§ **Tarefa obrigatória 1**:
Responda, com base no texto sobre o princípio da primazia da realidade:
(a) Que prova formal o texto cita como exemplo de prova que pode ser desconsiderada?
(b) Qual é a data de publicação do julgado transcrito?
(c) Segundo a ementa, qual súmula do TST impede cogitar de violação do artigo 80 do NCPC?
§ **Tarefa obrigatória 2**:
Prossiga a redação do texto sobre o princípio da primazia da realidade a partir do ponto em que ele termina.

§ **Trecho do texto**:
O dito princípio da primazia da realidade corrobora com a busca pela verdade real, visto que no decorrer do processo, detidamente na fase instrutória e no oferecimento de provas, por força de tal princípio, provas formais que não coadunam com a verdade podem ser desconsideradas, a exemplo dos cartões de ponto que costumeiramente são juntados aos processos com a intenção de afastar a incidência de horas extras ou comprovar outras marcações de ponto, mas que por estarem sob o domínio do empregador, podem ser facilmente alterados.  Vejamos o julgado abaixo que elucida o exposto:

TST – ARR 16699420165120058 (TST)

Data de publicação: 01/09/2017. Ementa: A) AGRAVO DE INSTRUMENTO EM RECURSO DE REVISTA INTERPOSTO PELO RECLAMANTE. MULTA POR LITIGÂNCIA DE MÁ-FÉ. Registrada pelo Regional a conduta do reclamante quanto à alteração da verdade dos fatos e a o uso do processo para obter vantagem indevida, descabe cogitar de violação do artigo 80 do NCPC ante o óbice da Súmula 126 do TST. De igual modo, não prospera o inconformismo do reclamante quanto ao valor estipulado à multa, na medida em que o Tribunal de origem se pautou nas peculiaridades do caso concreto e nos parâmetros constantes do artigo 81 do NCPC. Arestos inservíveis. Agravo de instrumento conhecido e não provido. B) RECURSO DE REVISTA INTERPOSTO PELO RECLAMANTE. HONORÁRIOS ADVOCATÍCIOS. LIDE NÃO DECORRENTE DE RELAÇÃO DE EMPREGO. CONTRATO DE EMPREITADA. Em se tratando de demanda não oriunda da relação de emprego, prescinde de reforma a decisão regional quanto ao pagamento dos honorários advocatícios pela mera sucumbência, porquanto está em conformidade com a Súmula 219, III, parte final, do TST e com o artigo 5º da IN 27/2005 desta Corte. Recurso de revista não conhecido.

§ **Dados**:
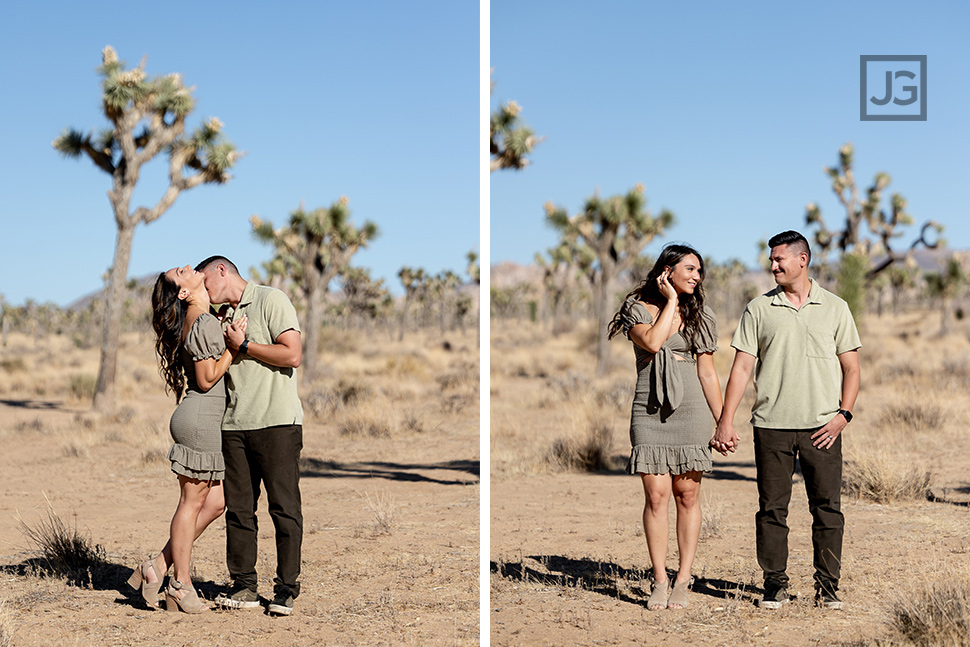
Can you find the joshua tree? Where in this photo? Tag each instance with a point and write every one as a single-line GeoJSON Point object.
{"type": "Point", "coordinates": [945, 286]}
{"type": "Point", "coordinates": [364, 298]}
{"type": "Point", "coordinates": [509, 139]}
{"type": "Point", "coordinates": [315, 246]}
{"type": "Point", "coordinates": [615, 229]}
{"type": "Point", "coordinates": [566, 263]}
{"type": "Point", "coordinates": [474, 269]}
{"type": "Point", "coordinates": [415, 283]}
{"type": "Point", "coordinates": [881, 224]}
{"type": "Point", "coordinates": [146, 118]}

§ **Resposta final 1**:
(a) Os cartões de ponto.
(b) 01/09/2017.
(c) A Súmula 126 do TST.

§ **Resposta final 2**:
IV. CONCLUSÃO

Nos últimos anos, a Justiça do Trabalho viu sua demanda crescer exponencialmente. Além dos fatos políticos e econômicos que vêm assolando o país, a sociedade passou a enxergar nas reclamações trabalhistas fortes possibilidades de enriquecer-se e alcançar os padrões de ascendência social sem seguir o árduo caminho comum aos homens.

O caráter indenizatório, compensativo, alimentar e urgente conferido a esta esfera do sistema jurídico, deve visar dar a cada um o que é seu, sem auferir enriquecimento ilícito a nenhuma das partes, aplicando o direito ao fato concreto.

V. BIBLIOGRAFIA

ARTIGO – “Juiz multa em R$ 5 mil trabalhadora e testemunha que mentiram em processo”. Autor: Marcelo Galli. Acesso em 05/09/2017 as 09:38.  http://www.conjur.com.br/2017-jul-18/juiz-multa-trabalhadora-testemunha-mentirem-processo

SILVA, De Placido e, atualizadores: Nagib Slaibi Filho e Priscila Pereira Vasques Gomes – “Vocabulário Jurídico”. Editora Forense, 31° edição 2014.

Lei 13.105/15 –  http://www.planalto.gov.br/ccivil_03/_ato2015-2018/2015/lei/l13105.htm. Acesso em 05/09/2017 as 09:41.

DECRETO-LEI N.º 5.452/43 http://www.planalto.gov.br/ccivil_03/decreto-lei/Del5452.htm. Acesso em 05/09/2017 as 09:42.

Lei 13.467/17 –  http://www.planalto.gov.br/ccivil_03/_ato2015-2018/2017/lei/L13467.htm. Acesso em 05/09/2017 as 10:00.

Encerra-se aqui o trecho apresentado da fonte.